§ Exercise passage
──────────────────────────────

His wife was heiress to the A&P fortune.

They used the family wealth to spend astronomical sums on advertising for his first primary and general election campaigns in 1960, Miller writes, including paying for a 12-page supplement to a September edition of the Journal, the largest newspaper in the state.

Despite his patrician mien — or maybe because of it — Rhode Island’s blue-collar Democrats re-elected Pell time and again. 

Never a natural campaigner, Pell might not have had much of a connection with the state’s ethnic voters, Politics in America noted in 1990, but he could communicate with them in the languages of their fathers: He spoke Portuguese, Italian and French.

Miller quotes a local union leader at the time of Pell’s first Senate election saying his members supported Pell because “There is something in this aristocrat, something in his heart, that our people know by intuition.”

Certainly, by most definitions, Pell was anything but just another rich white guy.

The book explores his interest in the possibility of life on other planets and his employment of an investigator of
paranormal activity.

“Pell was not averse to psychic possibilities,” Miller writes. “There might be government use for such powers, he believed — and even if not, inquiry into unconventional possibilities of the human mind appealed to his intellectual curiosity and to the longing he still felt for his father,” who died in 1961.

As a legislator, Pell is best remembered for his stint as chairman of the Senate Foreign Relations Committee from 1987 to 1995 and for his work in establishing direct aid to college students, which became known as Pell Grants.

Miller is particularly adept at illustrating Pell’s role in foreign policy, beginning with the young Senator’s initiation to U.S. involvement in Vietnam.

Pell accompanied Democratic leader Mike Mansfield on the 1962 trip to the country that led to the Montanan’s famous refusal to express confidence in the South Vietnamese government.

“Pell initially had supported [the Kennedy] White House policy,” Miller writes. “He initially believed, as did Mansfield and most other Congressmen of the time before so many troops were on the ground and losses had mounted, that the United States had strategic interests in Southeast Asia.”

Pell became more engaged in the issue as the years progressed and the war intensified, including a secret 1967 meeting with Mai Van Bo, a North Vietnamese official, in Paris. Assistant Secretary of State for East Asian and Pacific Affairs William Bundy and others in the Johnson administration opposed the meeting.

Nonetheless, Pell later briefed President Lyndon Johnson on the conversation.

The Paris trip revealed another aspect of Pell’s personality: For all of his wealth, he was tremendously frugal, and he expressed regret that the unofficial nature of the meeting barred him from expensing the trip.

Beyond foreign policy, the book’s discussion of Pell’s legislative achievements is often less colorful than its treatment of political accomplishments and personal anecdotes, but it is a valuable resource for understanding the markers that define Pell’s career.

While Pell spent much of his time engaged in foreign policy debates, his name has come down to the current generation for making it easier for students with far less money than himself to go to college.

As Miller tells the story, Pell’s
namesake achievement almost never made it into law. 

The idea of the college grant program had popular support. But the legislation became mired in an unrelated fight about race relations.

House Members attached a rider to Pell’s higher education bill in 1972 to bar federal funding of forced busing to achieve desegregation. 

Miller details the intricate deal-making of the House-Senate conference committee and the eventual compromise on the busing language that would delay enforcement of court orders until 1974, thus freeing Pell’s legislation.

Pell went on to be re-elected five times and to serve as Foreign Relations chairman, where he clashed repeatedly with North Carolina Republican Sen. Jesse Helms.

During his last term in office, Pell was diagnosed with Parkinson’s disease, news that became public in April 1995. He opted to retire.

Miller writes that in announcing his retirement, Pell said that while he felt “strong, healthy and sharp,” that “there is a natural time for all life’s adventures to come to an end.”

──────────────────────────────

[Dataset entries]
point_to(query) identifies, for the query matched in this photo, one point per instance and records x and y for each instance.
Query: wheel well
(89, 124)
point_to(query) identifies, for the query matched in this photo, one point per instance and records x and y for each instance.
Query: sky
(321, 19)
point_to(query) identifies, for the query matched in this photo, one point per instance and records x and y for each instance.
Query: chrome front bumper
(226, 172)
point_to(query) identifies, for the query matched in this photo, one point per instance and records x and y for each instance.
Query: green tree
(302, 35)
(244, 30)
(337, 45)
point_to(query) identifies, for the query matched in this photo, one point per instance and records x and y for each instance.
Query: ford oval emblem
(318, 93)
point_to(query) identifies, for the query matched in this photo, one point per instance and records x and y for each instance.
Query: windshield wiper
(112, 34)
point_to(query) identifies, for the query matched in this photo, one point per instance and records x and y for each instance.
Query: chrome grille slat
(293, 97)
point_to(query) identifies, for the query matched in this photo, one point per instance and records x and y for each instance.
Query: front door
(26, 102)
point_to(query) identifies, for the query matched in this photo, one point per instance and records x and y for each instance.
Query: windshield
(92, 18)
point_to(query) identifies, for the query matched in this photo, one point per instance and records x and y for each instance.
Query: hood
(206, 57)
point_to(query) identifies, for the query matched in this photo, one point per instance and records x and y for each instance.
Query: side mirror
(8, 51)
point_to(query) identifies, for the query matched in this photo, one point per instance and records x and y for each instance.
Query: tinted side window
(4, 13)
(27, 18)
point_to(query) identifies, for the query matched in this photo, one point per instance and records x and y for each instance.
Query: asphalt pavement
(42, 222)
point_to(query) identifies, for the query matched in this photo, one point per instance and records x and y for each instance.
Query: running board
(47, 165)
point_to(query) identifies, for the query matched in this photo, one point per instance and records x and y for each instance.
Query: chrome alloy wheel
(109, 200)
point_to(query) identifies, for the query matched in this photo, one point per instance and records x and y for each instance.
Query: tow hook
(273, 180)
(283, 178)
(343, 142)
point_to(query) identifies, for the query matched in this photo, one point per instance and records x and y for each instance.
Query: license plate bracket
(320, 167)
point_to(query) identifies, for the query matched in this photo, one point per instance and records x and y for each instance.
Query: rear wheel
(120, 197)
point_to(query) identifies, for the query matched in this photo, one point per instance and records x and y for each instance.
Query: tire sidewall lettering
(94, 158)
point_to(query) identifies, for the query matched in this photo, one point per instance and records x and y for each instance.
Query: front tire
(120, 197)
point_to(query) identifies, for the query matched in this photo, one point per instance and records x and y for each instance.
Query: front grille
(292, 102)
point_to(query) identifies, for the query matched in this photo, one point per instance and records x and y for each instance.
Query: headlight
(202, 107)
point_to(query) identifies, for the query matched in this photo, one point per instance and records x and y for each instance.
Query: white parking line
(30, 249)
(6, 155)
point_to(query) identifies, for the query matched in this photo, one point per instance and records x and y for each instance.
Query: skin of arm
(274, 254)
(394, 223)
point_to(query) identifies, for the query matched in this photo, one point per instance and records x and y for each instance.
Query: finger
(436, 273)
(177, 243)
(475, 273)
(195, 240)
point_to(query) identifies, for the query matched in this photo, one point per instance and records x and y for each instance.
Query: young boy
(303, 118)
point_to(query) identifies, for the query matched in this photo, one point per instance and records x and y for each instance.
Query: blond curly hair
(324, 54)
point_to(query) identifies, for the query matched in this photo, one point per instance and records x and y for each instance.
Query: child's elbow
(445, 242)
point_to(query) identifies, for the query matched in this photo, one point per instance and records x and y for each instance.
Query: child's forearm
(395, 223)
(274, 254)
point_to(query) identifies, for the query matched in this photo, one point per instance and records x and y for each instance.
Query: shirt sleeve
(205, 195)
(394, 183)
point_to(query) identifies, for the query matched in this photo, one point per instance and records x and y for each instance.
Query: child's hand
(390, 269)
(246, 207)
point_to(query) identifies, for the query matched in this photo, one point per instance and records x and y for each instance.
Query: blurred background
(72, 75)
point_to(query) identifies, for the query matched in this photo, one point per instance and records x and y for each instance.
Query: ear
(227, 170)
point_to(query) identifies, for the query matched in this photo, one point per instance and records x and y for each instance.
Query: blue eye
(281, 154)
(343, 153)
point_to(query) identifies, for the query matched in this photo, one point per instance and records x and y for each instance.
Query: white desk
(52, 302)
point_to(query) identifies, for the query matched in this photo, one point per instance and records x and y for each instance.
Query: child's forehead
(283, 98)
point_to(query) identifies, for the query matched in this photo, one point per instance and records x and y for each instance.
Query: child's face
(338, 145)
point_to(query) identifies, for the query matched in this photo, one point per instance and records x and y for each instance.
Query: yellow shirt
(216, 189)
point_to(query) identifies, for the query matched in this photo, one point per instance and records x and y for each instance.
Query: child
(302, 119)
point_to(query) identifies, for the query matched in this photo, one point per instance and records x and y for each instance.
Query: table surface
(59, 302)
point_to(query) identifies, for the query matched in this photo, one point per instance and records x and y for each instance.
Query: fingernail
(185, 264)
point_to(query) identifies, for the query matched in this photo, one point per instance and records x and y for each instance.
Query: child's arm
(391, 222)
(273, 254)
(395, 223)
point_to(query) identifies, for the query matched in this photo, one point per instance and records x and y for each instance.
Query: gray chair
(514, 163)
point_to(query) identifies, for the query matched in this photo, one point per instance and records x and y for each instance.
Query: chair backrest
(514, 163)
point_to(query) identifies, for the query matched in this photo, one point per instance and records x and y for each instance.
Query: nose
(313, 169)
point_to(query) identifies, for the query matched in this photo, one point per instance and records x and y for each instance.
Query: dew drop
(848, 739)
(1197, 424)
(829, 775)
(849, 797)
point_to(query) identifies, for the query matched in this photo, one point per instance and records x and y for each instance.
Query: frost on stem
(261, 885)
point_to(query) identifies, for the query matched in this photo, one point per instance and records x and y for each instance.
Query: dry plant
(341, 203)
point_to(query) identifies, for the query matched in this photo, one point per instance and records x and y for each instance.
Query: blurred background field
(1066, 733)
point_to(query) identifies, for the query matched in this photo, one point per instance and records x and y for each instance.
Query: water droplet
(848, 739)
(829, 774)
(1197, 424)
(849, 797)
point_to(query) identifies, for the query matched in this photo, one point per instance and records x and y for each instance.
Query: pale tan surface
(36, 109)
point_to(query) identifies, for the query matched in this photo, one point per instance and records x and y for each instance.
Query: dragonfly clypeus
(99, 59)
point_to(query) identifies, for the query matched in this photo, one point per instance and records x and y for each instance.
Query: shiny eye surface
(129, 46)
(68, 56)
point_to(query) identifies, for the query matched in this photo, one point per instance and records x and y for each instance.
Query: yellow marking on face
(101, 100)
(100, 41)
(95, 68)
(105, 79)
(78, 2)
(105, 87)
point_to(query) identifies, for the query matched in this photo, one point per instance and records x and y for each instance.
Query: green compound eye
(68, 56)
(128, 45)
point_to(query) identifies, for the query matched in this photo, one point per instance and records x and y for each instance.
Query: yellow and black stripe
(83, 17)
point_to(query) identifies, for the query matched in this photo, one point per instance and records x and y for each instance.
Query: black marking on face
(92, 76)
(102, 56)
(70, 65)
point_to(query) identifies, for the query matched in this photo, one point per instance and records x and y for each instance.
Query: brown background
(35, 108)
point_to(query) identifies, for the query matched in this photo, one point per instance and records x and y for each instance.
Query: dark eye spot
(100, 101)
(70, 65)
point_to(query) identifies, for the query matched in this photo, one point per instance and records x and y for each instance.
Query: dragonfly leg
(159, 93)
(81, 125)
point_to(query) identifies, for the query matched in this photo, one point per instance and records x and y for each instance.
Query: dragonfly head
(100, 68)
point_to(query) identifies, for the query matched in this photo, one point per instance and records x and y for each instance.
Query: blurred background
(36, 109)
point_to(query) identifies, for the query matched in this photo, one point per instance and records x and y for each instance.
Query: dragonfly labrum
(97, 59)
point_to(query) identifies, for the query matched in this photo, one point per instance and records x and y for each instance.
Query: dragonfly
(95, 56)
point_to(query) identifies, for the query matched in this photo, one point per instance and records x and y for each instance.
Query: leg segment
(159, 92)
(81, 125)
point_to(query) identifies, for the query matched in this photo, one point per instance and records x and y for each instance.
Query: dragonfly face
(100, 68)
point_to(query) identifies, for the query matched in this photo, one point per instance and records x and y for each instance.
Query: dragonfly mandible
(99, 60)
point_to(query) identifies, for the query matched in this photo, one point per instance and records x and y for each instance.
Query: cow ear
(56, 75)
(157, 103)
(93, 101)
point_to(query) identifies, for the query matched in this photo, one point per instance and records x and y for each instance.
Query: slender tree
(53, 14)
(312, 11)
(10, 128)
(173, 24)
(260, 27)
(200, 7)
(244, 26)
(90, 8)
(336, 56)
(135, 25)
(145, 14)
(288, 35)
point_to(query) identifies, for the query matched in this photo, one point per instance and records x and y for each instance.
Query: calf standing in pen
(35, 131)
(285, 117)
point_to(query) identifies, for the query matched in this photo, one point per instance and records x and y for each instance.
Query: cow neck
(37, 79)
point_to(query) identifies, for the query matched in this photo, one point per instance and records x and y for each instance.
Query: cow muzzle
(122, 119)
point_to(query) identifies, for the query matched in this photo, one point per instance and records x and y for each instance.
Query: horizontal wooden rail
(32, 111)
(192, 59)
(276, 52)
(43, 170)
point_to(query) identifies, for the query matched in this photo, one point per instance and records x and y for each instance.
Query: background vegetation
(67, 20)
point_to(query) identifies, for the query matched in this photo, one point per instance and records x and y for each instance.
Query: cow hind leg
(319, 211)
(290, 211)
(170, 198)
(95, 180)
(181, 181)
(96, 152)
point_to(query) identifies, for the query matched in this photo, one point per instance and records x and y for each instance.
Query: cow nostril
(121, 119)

──────────────────────────────

§ The task
Edit the passage about Pell from the words "Beyond foreign policy, the" through "define Pell’s career.", and write that part out in full with "less colorful" replaced by "less vivid".

§ Your solution
Beyond foreign policy, the book’s discussion of Pell’s legislative achievements is often less vivid than its treatment of political accomplishments and personal anecdotes, but it is a valuable resource for understanding the markers that define Pell’s career.